Given records:
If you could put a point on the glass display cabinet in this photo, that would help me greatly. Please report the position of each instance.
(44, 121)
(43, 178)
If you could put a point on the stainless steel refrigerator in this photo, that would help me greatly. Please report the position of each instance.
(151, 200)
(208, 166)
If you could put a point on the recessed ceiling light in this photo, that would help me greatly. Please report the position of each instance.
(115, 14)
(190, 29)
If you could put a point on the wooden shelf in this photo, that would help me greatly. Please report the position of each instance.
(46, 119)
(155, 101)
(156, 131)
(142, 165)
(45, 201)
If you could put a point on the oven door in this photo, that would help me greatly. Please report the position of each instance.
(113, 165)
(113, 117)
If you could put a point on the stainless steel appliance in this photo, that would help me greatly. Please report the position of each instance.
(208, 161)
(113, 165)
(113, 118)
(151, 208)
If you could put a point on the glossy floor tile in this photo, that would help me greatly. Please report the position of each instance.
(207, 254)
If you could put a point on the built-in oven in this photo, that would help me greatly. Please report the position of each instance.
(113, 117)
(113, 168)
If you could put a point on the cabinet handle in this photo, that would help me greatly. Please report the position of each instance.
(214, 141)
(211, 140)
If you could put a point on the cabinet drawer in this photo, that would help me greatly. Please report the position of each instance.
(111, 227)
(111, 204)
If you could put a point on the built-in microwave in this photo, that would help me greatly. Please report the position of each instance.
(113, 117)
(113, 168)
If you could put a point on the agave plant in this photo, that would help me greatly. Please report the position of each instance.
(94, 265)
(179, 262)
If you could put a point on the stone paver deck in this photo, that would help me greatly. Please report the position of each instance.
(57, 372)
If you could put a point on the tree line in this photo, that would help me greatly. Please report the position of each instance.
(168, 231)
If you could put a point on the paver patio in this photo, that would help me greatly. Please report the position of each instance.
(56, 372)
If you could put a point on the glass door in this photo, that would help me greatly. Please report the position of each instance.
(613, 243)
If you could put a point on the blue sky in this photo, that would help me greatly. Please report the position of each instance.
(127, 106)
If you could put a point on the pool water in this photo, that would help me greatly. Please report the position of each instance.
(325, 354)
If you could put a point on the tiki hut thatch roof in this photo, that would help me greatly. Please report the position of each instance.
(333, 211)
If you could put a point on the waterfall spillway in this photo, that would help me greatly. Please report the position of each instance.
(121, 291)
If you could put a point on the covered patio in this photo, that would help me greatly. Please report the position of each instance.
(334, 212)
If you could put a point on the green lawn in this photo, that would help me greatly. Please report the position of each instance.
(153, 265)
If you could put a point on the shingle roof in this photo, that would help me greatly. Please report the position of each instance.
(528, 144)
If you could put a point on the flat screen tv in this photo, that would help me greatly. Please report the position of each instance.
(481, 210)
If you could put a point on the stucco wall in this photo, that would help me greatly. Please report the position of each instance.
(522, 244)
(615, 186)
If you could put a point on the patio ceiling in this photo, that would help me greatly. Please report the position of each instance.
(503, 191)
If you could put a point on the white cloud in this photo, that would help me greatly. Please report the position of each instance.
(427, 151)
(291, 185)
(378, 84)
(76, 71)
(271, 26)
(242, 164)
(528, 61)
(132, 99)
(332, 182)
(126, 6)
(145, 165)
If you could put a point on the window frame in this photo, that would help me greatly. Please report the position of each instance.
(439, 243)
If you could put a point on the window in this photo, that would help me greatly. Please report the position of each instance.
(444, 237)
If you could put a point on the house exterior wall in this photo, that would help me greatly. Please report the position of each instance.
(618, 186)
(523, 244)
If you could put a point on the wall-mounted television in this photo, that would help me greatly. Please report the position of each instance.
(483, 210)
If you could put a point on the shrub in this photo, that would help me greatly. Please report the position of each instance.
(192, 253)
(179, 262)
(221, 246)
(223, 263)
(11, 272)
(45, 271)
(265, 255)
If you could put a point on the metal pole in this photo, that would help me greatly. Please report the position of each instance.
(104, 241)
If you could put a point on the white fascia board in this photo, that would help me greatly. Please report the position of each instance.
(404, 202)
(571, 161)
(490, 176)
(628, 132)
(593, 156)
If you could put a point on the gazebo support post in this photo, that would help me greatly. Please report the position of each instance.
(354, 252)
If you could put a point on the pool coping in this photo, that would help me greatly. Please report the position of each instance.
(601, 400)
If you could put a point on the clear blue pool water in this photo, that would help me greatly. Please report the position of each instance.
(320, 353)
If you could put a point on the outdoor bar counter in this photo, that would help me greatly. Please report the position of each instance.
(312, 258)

Problem to solve: Faithfully transcribe the whole of the data.

Solution for this task:
If you could put a point on the glass display cabinet in this photo, that would help me greatly. Please report the position of each instance.
(44, 121)
(43, 178)
If you could put a point on the stainless steel refrigerator in this photo, that would help me greatly. Please report the position of each instance.
(151, 200)
(208, 166)
If you could put a point on the recessed ceiling light in this photo, that would help me greatly. Please report the position of each instance.
(115, 14)
(190, 29)
If you could put a point on the wooden shelf in this photo, that would help me greatly. Please report the position of each instance.
(46, 119)
(155, 101)
(156, 131)
(142, 165)
(45, 201)
If you could put a point on the oven door in this photo, that would help me greatly. Please report the position of each instance.
(113, 165)
(113, 117)
If you could put a point on the stainless steel appliance in this photo, that would help me greatly. Please report the position of each instance.
(208, 161)
(113, 165)
(113, 118)
(151, 208)
If you could put a point on the glossy floor tile in this photo, that would help me greatly. Please report the position of each instance.
(207, 254)
If you could put a point on the built-in oven in this photo, that would help me greatly. Please report the position of each instance.
(113, 117)
(113, 168)
If you could put a point on the cabinet handle in this photo, that would help me greatly. Please report the position of each instance.
(214, 141)
(211, 140)
If you could put a point on the cabinet drawer in this photo, that would help me greatly. Please report the position of each instance.
(111, 227)
(111, 204)
If you could put a point on the built-in microwave in this photo, that would help me greatly. Please report the position of each instance.
(113, 117)
(113, 168)
If you could put a point on the agave plant in this photo, that would help me greatly. Please report the position of each instance.
(94, 265)
(179, 262)
If you could put a point on the stone paver deck in this photo, that would help me greatly. Please report the position of each instance.
(57, 372)
If you could put a point on the tree line in this photo, that would help me greatly. Please report the position of each instance.
(168, 231)
If you could put a point on the paver patio in this photo, that would help me greatly. Please report the position of each instance.
(56, 372)
If you could put a point on the glass door in this photo, that would help me greatly. Please report the position of each instance.
(613, 243)
If you could put a point on the blue sky in this photo, that would help me greatly. Please report the position of each instance.
(127, 106)
If you could put a point on the pool water in this photo, that would help me greatly. Please report the position of each instance.
(325, 354)
If you could put a point on the tiki hut thatch roof in this photo, that would help me greatly. Please report the position of each instance.
(333, 211)
If you could put a point on the waterfall spillway in this photo, that would help me greatly. Please report the position of each instance.
(121, 291)
If you could put a point on the covered patio in this photo, that would help me greatly. Please report the position of each instance.
(334, 212)
If you could put a point on the green lawn in this photo, that would help me greatly. Please report the position of each instance.
(153, 265)
If you could put a point on the shingle roof in this photo, that would help me greatly. Please report the position of each instance.
(528, 144)
If you could put a point on the flat screen tv in this photo, that would help me greatly. Please report the position of each instance.
(481, 210)
If you could put a point on the stucco wall in this photo, that would help me greatly. Please report the position of each instance.
(522, 244)
(615, 186)
If you could put a point on the patio ceiling in this photo, that would help me greatly. Please report the position of each instance.
(503, 191)
If you could put a point on the white cloud in this photo, that would help me greatly. Please report the position of each instance.
(427, 151)
(291, 185)
(378, 84)
(76, 71)
(271, 26)
(242, 164)
(528, 61)
(132, 99)
(332, 182)
(126, 6)
(145, 165)
If you could put a point on the window frame in this photo, that would help me greatly. Please report the position of each instance.
(439, 243)
If you could put a point on the window in this photo, that would help me greatly. Please report the position of each instance.
(444, 237)
If you could put a point on the house exterior wall in this photo, that would help me greatly. Please report the position of each instance.
(618, 186)
(523, 244)
If you could put a point on the wall-mounted television in this photo, that would help me greatly. Please report the position of each instance.
(483, 210)
If you could put a point on the shrub in this photo, that would help me greatly. Please report the position of each instance.
(192, 253)
(179, 262)
(221, 246)
(223, 263)
(11, 272)
(45, 271)
(265, 255)
If you could put a point on the metal pole in this photo, that would help me greatly. Please report the position of each instance.
(104, 241)
If you could put a point on the white fascia board in this photo, that would help me greatly. Please report the position of each instance.
(404, 202)
(571, 161)
(490, 176)
(628, 132)
(593, 156)
If you could put a point on the gazebo support post in this photo, that would help me greatly. Please report the position of each instance.
(354, 252)
If you could put a point on the pool coping in this photo, that would help me greatly. Please report the position of each instance.
(601, 400)
If you could put a point on the clear blue pool water in this photo, that would help me greatly. Please report the position of each instance.
(320, 353)
If you could put a point on the outdoor bar counter in this photo, that would help me greatly. Please report the position of each instance.
(312, 258)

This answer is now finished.